Critics of the law point out that it disenfranchises black citizens, violates their constitutional right to stand trial before an elected judge and makes them subject to police, prosecutors and judges who are not accountable to them. “Only in Mississippi would we have a bill like this, with our history, where you say solving the problem is taking the vote away from black people because we don’t know how to choose our leaders,” said Representative Ed Blackmon, D-Canton. The House Democratic Caucus called the bill “a racist, unconstitutional power grab”; Jackson Mayor Chokwe Antar Lumumba likened the measures to apartheid. A federal court has temporarily blocked the law on the grounds that it unconstitutionally discriminates against black citizens.

Judge Winston Kidd, the senior-most elected judge on the Hinds County Circuit Court, has served for more than twenty years. He decided to become a judge after observing the discrimination low-income and black citizens faced in courtrooms around the state. Here he discusses how the new law would affect the elected judges’ ability to hear cases.

—Molly Montgomery

There’s a very fine line in what we can say as judges. Because we’ve taken an oath that we won’t be involved in any political activity. But I met with my colleagues, and we decided that it is imperative that we speak out on this issue.

Some individuals say there’s a backlog in the system. Our circuit district is large. It’s a unique district which includes our capital city. There is a lot of violent crime. So we do have a heavy docket. But cases don’t go to trial for a number of reasons. Our state crime lab is not funded fully. At one point, we had one pathologist who testified in every circuit courtroom in the state. We’ve had problems with older cases not being ready for trial because an autopsy report is not available, or analysis of certain rape kits. And there are many other reasons which might cause a case not to be ready for trial.

You have to have the cooperation of the sitting elected judges in order for a restructuring of this nature to work. When elected judges find out about House Bill 1020 in the newspaper, there’s a breakdown in the system. When I first read about it, I questioned why all interested parties can’t all come to the table and address these problems together. I did not feel good about this situation, but I said, “Let me get more information.” As we moved forward, I felt even worse.  Bringing in appointed judges and making them equal to the sitting judges is a direct attack on the sitting judges in our district.

The four circuit judges here in Hinds County all came to the bench with a wealth of experience. During the debate on House Bill 1020, someone asked the bill sponsor, “Why are judges being appointed from other areas of the state?” The bill’s sponsor replied that we want the “best and brightest.” Obviously, this statement suggests that we don’t have the best and brightest judges currently on the bench in Hinds County or that we can’t elect the best and brightest from Hinds County.

TASKS ->
1. Rewrite the part of the Hinds County judge excerpt that opens with the words "Judge Winston Kidd, the" and closes with "on this issue.", putting "fellow judges" in place of "colleagues".
2. Present the part of the rows that opens with the line containing "Search the above image for: child's hand" and closes with the line containing "xmin=219 ymin=0 xmax=298 ymax=83" as a numbered list, leaving out any blank lines.

RECORDED DATA ->
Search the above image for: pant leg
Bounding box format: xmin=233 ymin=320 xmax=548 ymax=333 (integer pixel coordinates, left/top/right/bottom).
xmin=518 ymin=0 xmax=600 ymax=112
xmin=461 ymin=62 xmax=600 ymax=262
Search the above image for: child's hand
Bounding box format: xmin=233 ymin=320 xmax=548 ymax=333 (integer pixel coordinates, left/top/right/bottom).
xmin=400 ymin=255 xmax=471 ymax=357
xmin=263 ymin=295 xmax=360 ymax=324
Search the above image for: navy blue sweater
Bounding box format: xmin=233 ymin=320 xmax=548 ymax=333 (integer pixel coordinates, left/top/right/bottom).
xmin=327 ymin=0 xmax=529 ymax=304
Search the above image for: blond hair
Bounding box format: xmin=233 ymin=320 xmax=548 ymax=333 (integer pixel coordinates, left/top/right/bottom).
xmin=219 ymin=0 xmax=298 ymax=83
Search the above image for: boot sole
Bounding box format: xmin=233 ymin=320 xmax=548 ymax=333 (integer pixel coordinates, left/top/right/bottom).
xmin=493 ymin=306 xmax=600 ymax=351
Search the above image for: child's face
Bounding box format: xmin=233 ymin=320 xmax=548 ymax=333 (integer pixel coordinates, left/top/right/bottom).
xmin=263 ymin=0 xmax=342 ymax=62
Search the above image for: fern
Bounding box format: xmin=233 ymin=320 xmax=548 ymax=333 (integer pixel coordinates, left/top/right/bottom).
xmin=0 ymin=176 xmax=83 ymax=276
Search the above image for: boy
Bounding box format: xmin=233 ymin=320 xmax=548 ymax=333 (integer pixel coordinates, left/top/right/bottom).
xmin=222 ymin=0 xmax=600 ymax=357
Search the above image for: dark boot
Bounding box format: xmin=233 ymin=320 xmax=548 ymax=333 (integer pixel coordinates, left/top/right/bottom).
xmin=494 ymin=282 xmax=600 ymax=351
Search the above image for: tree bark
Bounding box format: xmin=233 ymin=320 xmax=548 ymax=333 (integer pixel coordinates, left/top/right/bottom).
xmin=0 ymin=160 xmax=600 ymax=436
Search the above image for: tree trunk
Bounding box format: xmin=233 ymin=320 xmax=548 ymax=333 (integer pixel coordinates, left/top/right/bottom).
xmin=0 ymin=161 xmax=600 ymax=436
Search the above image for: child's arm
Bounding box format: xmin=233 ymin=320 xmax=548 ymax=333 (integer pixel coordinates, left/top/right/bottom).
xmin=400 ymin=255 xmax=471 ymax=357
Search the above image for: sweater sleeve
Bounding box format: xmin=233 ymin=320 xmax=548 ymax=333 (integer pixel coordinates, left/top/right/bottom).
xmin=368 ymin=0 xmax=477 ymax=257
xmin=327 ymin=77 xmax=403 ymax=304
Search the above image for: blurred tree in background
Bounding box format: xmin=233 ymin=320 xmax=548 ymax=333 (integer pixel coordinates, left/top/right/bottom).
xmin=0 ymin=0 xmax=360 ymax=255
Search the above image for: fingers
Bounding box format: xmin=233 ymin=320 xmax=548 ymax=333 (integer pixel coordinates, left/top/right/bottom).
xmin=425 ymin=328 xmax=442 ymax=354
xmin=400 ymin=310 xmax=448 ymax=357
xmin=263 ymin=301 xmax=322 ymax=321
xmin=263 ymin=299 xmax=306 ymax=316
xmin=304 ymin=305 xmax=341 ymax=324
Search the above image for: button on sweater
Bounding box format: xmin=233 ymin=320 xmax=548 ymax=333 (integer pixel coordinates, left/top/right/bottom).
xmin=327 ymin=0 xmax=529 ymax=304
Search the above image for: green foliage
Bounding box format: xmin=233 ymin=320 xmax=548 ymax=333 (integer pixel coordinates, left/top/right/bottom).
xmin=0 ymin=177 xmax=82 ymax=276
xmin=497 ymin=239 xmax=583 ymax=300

SOLUTIONS PER TASK ->
1.
Judge Winston Kidd, the senior-most elected judge on the Hinds County Circuit Court, has served for more than twenty years. He decided to become a judge after observing the discrimination low-income and black citizens faced in courtrooms around the state. Here he discusses how the new law would affect the elected judges’ ability to hear cases.

—Molly Montgomery

There’s a very fine line in what we can say as judges. Because we’ve taken an oath that we won’t be involved in any political activity. But I met with my fellow judges, and we decided that it is imperative that we speak out on this issue.

2.
1. Search the above image for: child's hand
2. Bounding box format: xmin=233 ymin=320 xmax=548 ymax=333 (integer pixel coordinates, left/top/right/bottom).
3. xmin=400 ymin=255 xmax=471 ymax=357
4. xmin=263 ymin=295 xmax=360 ymax=324
5. Search the above image for: navy blue sweater
6. Bounding box format: xmin=233 ymin=320 xmax=548 ymax=333 (integer pixel coordinates, left/top/right/bottom).
7. xmin=327 ymin=0 xmax=529 ymax=304
8. Search the above image for: blond hair
9. Bounding box format: xmin=233 ymin=320 xmax=548 ymax=333 (integer pixel coordinates, left/top/right/bottom).
10. xmin=219 ymin=0 xmax=298 ymax=83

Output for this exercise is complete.